DATA PROVIDED ▸
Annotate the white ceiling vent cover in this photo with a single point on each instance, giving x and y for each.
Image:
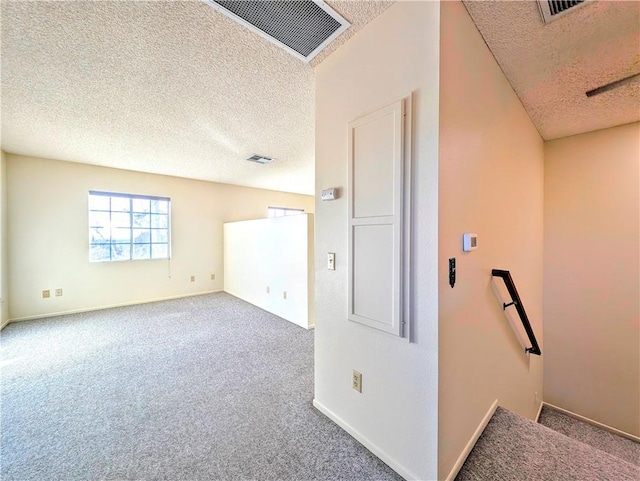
(553, 9)
(302, 27)
(260, 159)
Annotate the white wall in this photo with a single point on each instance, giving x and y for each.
(4, 260)
(48, 235)
(396, 414)
(275, 254)
(491, 183)
(592, 275)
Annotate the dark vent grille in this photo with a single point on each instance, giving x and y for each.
(300, 25)
(559, 6)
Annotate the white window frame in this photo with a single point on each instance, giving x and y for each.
(273, 211)
(105, 228)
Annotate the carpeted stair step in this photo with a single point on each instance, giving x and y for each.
(515, 448)
(611, 443)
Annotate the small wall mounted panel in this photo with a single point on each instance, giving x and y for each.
(373, 179)
(373, 280)
(379, 169)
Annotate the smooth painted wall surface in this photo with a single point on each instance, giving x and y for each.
(395, 416)
(4, 259)
(269, 263)
(592, 275)
(48, 235)
(491, 184)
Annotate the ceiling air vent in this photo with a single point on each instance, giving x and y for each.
(260, 159)
(302, 28)
(553, 9)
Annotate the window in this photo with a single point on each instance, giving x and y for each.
(281, 211)
(125, 227)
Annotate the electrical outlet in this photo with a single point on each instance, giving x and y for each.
(356, 382)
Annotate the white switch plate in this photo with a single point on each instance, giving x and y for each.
(469, 242)
(328, 194)
(331, 261)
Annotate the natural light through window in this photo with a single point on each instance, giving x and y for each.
(281, 211)
(126, 227)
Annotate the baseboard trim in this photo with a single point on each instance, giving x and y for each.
(110, 306)
(392, 463)
(594, 423)
(472, 442)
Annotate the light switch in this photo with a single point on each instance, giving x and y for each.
(331, 261)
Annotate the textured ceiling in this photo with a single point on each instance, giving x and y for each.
(177, 88)
(551, 66)
(172, 88)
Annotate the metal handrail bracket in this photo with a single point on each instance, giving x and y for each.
(515, 301)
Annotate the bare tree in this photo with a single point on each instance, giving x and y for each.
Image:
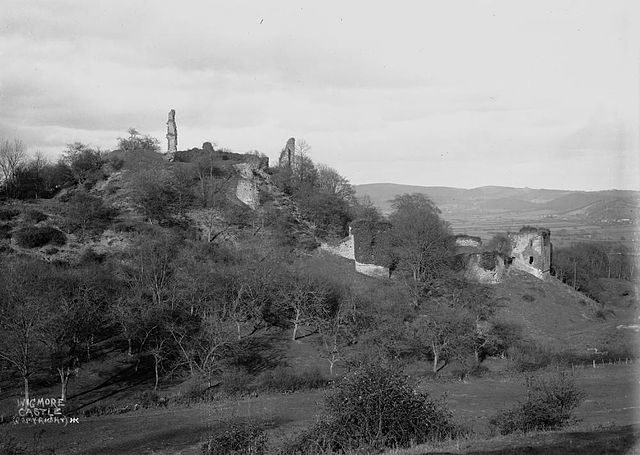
(421, 240)
(445, 332)
(331, 182)
(12, 157)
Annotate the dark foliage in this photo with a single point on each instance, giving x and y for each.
(549, 406)
(5, 231)
(8, 214)
(375, 407)
(33, 216)
(238, 437)
(36, 237)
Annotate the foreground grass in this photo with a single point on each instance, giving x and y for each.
(606, 415)
(611, 440)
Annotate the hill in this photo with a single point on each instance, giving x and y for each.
(572, 216)
(503, 199)
(554, 315)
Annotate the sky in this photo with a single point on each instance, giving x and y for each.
(539, 94)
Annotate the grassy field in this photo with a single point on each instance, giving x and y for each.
(611, 410)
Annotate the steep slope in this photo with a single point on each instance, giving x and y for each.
(553, 314)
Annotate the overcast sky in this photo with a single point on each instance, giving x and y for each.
(541, 94)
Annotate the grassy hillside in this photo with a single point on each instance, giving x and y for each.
(556, 316)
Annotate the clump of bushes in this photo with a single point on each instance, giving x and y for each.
(238, 437)
(5, 231)
(8, 214)
(286, 379)
(36, 237)
(33, 216)
(374, 407)
(549, 406)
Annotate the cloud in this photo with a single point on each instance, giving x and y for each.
(381, 90)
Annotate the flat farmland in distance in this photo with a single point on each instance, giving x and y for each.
(564, 231)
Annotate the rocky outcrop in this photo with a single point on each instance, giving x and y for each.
(531, 251)
(208, 147)
(288, 153)
(172, 133)
(247, 186)
(488, 267)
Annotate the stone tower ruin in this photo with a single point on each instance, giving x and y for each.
(172, 133)
(531, 251)
(288, 153)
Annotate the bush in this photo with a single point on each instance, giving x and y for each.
(10, 446)
(235, 381)
(36, 237)
(34, 216)
(285, 379)
(239, 437)
(549, 406)
(148, 399)
(375, 407)
(8, 214)
(5, 231)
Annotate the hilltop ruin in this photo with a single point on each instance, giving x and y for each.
(530, 251)
(172, 133)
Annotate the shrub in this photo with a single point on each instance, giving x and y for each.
(235, 381)
(87, 212)
(34, 216)
(374, 407)
(148, 399)
(10, 446)
(8, 214)
(529, 357)
(285, 379)
(5, 231)
(239, 437)
(549, 406)
(36, 237)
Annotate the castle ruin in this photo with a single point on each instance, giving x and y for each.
(288, 153)
(368, 245)
(172, 133)
(531, 251)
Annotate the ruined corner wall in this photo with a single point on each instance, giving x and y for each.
(371, 247)
(487, 267)
(531, 251)
(463, 240)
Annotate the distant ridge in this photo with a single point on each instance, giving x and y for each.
(596, 205)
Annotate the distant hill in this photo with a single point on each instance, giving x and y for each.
(596, 206)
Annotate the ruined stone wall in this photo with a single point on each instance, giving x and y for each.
(487, 268)
(172, 133)
(531, 251)
(288, 153)
(344, 249)
(463, 240)
(371, 246)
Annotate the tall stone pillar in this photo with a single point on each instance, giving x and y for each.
(172, 133)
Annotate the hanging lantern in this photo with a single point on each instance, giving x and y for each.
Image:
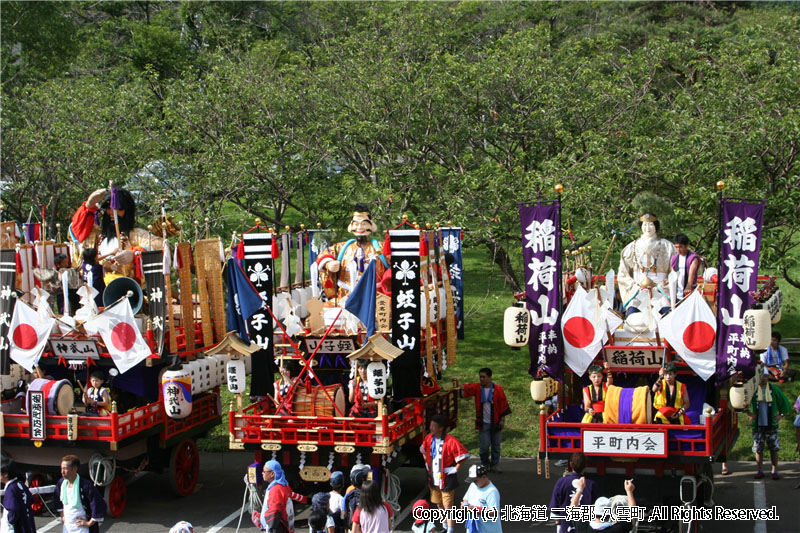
(757, 329)
(516, 326)
(236, 376)
(376, 379)
(176, 387)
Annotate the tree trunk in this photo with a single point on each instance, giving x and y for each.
(500, 257)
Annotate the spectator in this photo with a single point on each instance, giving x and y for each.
(444, 455)
(567, 486)
(277, 513)
(768, 406)
(373, 514)
(602, 515)
(777, 360)
(337, 501)
(483, 495)
(17, 502)
(76, 498)
(420, 525)
(491, 408)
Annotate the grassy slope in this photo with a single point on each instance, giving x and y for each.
(485, 300)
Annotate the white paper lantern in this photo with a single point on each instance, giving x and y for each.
(237, 379)
(376, 379)
(176, 387)
(757, 327)
(516, 326)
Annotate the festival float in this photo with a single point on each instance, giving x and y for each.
(158, 339)
(633, 324)
(361, 339)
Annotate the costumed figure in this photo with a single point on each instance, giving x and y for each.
(670, 398)
(644, 263)
(364, 405)
(277, 512)
(594, 395)
(341, 265)
(117, 258)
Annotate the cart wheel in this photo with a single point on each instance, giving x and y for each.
(37, 480)
(184, 467)
(117, 496)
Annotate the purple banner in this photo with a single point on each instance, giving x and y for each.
(541, 254)
(739, 249)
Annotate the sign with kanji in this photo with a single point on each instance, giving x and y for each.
(634, 357)
(623, 442)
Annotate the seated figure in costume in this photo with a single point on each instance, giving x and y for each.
(341, 265)
(687, 264)
(364, 405)
(645, 262)
(670, 397)
(117, 258)
(594, 395)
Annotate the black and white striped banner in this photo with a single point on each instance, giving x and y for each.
(258, 265)
(153, 270)
(8, 275)
(406, 307)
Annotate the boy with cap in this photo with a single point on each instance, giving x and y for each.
(483, 495)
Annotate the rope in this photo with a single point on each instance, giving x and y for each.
(109, 469)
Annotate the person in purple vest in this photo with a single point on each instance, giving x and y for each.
(686, 263)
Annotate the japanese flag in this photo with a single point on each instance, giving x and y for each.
(121, 335)
(583, 325)
(27, 335)
(691, 330)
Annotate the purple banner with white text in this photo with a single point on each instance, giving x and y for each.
(541, 254)
(740, 248)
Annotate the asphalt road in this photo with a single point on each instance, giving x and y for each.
(215, 504)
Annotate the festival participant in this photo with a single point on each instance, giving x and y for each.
(644, 262)
(776, 358)
(96, 396)
(594, 395)
(117, 257)
(566, 487)
(77, 498)
(491, 409)
(686, 263)
(17, 502)
(364, 405)
(483, 495)
(768, 406)
(277, 512)
(341, 265)
(444, 455)
(670, 397)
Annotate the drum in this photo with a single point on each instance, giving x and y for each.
(316, 402)
(59, 395)
(628, 405)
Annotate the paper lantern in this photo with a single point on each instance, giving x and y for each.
(237, 379)
(176, 387)
(757, 326)
(376, 379)
(516, 326)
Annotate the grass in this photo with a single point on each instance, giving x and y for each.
(485, 300)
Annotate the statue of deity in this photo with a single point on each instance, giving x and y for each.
(645, 262)
(342, 264)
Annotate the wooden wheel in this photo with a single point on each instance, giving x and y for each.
(184, 467)
(37, 480)
(117, 497)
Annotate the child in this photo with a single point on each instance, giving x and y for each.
(97, 397)
(594, 395)
(420, 525)
(364, 405)
(91, 266)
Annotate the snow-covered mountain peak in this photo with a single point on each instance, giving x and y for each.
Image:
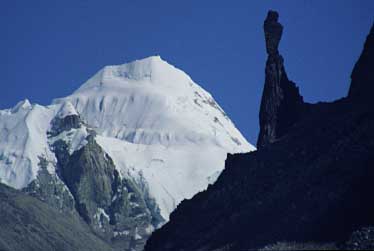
(66, 109)
(151, 70)
(149, 101)
(24, 104)
(160, 128)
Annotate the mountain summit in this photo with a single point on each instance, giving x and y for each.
(122, 151)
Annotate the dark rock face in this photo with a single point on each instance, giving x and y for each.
(30, 224)
(281, 104)
(118, 209)
(362, 86)
(50, 189)
(311, 187)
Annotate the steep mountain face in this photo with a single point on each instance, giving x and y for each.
(122, 151)
(29, 224)
(307, 187)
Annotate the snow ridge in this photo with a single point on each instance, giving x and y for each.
(158, 126)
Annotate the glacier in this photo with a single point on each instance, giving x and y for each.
(159, 127)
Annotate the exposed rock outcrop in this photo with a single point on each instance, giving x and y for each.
(362, 86)
(310, 187)
(281, 104)
(87, 184)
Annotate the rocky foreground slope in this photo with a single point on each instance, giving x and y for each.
(30, 224)
(308, 186)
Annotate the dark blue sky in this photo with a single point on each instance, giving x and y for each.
(49, 48)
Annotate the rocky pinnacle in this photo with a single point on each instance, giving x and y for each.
(281, 104)
(273, 32)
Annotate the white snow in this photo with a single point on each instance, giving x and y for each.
(22, 139)
(159, 127)
(66, 109)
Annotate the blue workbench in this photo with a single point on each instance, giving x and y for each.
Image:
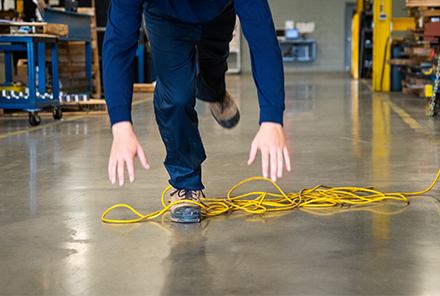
(37, 97)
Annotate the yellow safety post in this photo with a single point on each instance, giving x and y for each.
(381, 44)
(355, 23)
(355, 27)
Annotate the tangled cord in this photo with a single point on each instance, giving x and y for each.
(318, 197)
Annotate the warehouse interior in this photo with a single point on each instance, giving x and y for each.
(360, 112)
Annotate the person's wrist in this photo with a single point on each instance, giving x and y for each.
(270, 124)
(122, 127)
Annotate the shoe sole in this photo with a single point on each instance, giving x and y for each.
(186, 215)
(228, 123)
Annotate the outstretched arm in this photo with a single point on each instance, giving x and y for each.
(125, 148)
(271, 142)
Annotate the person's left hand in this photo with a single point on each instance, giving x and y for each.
(272, 144)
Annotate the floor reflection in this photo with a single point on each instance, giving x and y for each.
(188, 272)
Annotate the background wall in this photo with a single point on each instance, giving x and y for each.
(329, 17)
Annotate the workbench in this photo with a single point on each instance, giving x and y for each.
(37, 97)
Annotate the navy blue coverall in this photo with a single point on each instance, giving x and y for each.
(189, 42)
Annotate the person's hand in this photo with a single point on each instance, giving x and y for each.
(125, 148)
(272, 144)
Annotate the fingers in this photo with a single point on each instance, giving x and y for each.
(280, 163)
(265, 155)
(112, 170)
(143, 158)
(252, 154)
(287, 158)
(274, 164)
(121, 175)
(130, 169)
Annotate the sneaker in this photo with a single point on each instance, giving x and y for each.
(185, 212)
(226, 112)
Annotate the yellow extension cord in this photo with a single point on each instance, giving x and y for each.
(319, 197)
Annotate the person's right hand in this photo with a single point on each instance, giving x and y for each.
(125, 148)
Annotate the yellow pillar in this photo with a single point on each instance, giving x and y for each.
(355, 24)
(359, 6)
(381, 44)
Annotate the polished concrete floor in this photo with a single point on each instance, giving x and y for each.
(54, 188)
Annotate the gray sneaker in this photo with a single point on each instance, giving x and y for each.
(226, 112)
(185, 212)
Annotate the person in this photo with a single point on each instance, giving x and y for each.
(189, 43)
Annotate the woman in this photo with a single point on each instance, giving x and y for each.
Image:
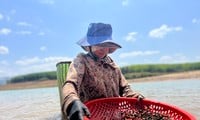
(94, 74)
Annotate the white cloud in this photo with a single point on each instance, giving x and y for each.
(196, 21)
(41, 33)
(43, 48)
(4, 50)
(5, 31)
(25, 24)
(24, 32)
(1, 16)
(4, 62)
(163, 31)
(138, 53)
(125, 2)
(50, 2)
(131, 36)
(178, 58)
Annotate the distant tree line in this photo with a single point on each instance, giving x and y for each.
(145, 70)
(130, 72)
(34, 77)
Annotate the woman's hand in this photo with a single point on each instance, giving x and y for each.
(77, 110)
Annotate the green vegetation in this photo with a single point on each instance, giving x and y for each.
(34, 77)
(130, 72)
(138, 71)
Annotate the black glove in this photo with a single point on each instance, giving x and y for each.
(77, 110)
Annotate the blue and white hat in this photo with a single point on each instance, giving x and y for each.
(99, 34)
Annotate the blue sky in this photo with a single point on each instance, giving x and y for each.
(37, 34)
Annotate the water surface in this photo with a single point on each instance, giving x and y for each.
(44, 103)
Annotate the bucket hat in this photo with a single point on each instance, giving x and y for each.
(98, 34)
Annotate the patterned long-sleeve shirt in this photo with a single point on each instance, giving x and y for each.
(88, 79)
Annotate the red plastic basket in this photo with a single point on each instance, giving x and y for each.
(131, 109)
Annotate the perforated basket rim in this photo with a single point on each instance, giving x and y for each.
(149, 101)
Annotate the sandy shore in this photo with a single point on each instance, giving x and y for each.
(53, 83)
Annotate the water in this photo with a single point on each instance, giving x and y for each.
(44, 103)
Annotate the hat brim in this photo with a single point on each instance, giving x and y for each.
(112, 47)
(91, 41)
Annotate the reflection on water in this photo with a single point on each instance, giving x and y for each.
(44, 103)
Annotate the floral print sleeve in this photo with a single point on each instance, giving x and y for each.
(88, 79)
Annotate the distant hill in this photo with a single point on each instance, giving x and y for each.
(3, 80)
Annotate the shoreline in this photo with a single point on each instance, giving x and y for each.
(53, 83)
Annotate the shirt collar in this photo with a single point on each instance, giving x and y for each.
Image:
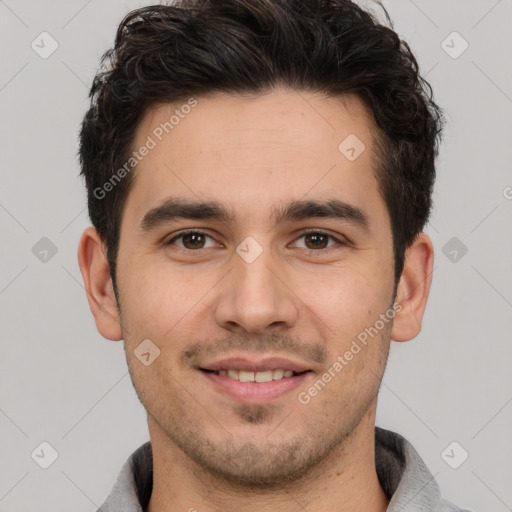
(402, 473)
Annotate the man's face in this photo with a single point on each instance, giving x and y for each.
(256, 292)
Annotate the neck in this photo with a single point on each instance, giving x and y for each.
(347, 481)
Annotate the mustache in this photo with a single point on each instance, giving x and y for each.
(279, 345)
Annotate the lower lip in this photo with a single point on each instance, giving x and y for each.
(256, 391)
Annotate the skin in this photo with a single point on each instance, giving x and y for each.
(213, 452)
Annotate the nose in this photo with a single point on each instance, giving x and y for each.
(255, 297)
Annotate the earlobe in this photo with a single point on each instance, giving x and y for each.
(98, 284)
(413, 289)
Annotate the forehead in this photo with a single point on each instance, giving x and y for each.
(256, 151)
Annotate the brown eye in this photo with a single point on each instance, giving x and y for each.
(191, 240)
(316, 240)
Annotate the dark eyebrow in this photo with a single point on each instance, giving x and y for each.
(176, 208)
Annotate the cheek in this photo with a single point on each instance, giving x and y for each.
(346, 300)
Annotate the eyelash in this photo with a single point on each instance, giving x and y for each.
(181, 234)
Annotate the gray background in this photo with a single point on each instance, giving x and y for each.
(62, 383)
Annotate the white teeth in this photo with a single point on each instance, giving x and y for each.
(277, 374)
(263, 376)
(244, 376)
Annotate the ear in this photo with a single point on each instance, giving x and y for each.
(413, 289)
(98, 284)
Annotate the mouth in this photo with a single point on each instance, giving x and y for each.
(255, 381)
(261, 376)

REQUIRED WORK ▸
Each line from the one containing "Annotate the dark eyebrow" to the end of the records should be echoed exactly, and no other line.

SOLUTION FOR THIS PROBLEM ▸
Annotate the dark eyebrow in this photo with a single point on each instance, giving x and y for each.
(176, 208)
Annotate the cheek in this photo with a single point on each instance, giving x and y for each.
(346, 300)
Annotate the eyelash in this photo with a single point on each instance, giving x and y for each.
(181, 234)
Annotate the gray background in this photo with a single point on each instance, giving x and y for each.
(62, 383)
Annotate the white teeth in this photo with a single point on each instance, giving x and y for each.
(277, 374)
(263, 376)
(244, 376)
Annotate the ear in this photo with a single point on each instance, giving x and y for each.
(413, 289)
(98, 284)
Annotate the mouth in this photo with a single point on each instance, giving x and y for each.
(255, 381)
(261, 376)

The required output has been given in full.